▶ **Travail demandé**
Dans l'extrait fourni, recopiez le passage compris entre "Hunter College, New" et "de Sviatoslav Richter.", bornes incluses, en remplaçant "novembre" par "décembre".

▶ **Extrait fourni**
◆ ◆ ◆ ◆

Hunter College, New York, un soir de novembre 1971, des micros heureusement ouverts captent le Deuxième Livre des Préludes de Debussy sous les doigts de Vladimir Ashkenazy. Même dans une captation prise de la salle, l’absolue beauté de son toucher dont je sais les irisations coloristes reste idéalement assortie à la musique française, pas moins que ne l’était à la même époque le jeu de Sviatoslav Richter.
D’ailleurs les pianistes russes et Debussy, c’est une vraie histoire d’amour, Vedernikov, Lubimov, Gilels évidemment … mais Vladimir Ashkenazy, qui laissa si peu de son répertoire français au disque, et encore moins de Debussy (de toute façon trahi par l’assommoir de Decca), avait une fantaisie supplémentaire : écoutez seulement ses Fées un peu fantasques où déjà Ondine paraît.

◆ ◆ ◆ ◆

▶ **Informations fournies**
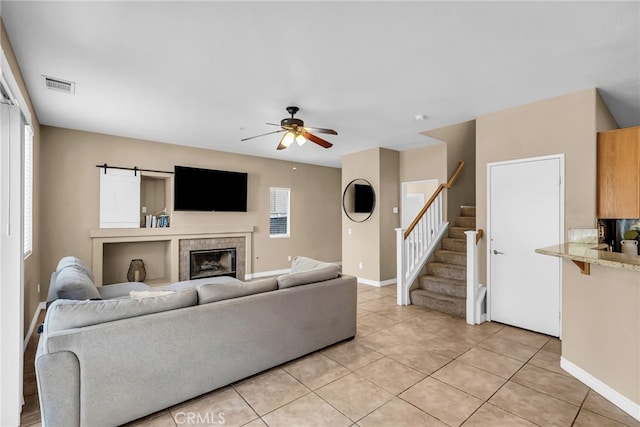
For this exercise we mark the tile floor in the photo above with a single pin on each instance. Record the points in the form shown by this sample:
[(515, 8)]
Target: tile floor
[(408, 366)]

◆ ◆ ◆ ◆

▶ **Résultat**
Hunter College, New York, un soir de décembre 1971, des micros heureusement ouverts captent le Deuxième Livre des Préludes de Debussy sous les doigts de Vladimir Ashkenazy. Même dans une captation prise de la salle, l’absolue beauté de son toucher dont je sais les irisations coloristes reste idéalement assortie à la musique française, pas moins que ne l’était à la même époque le jeu de Sviatoslav Richter.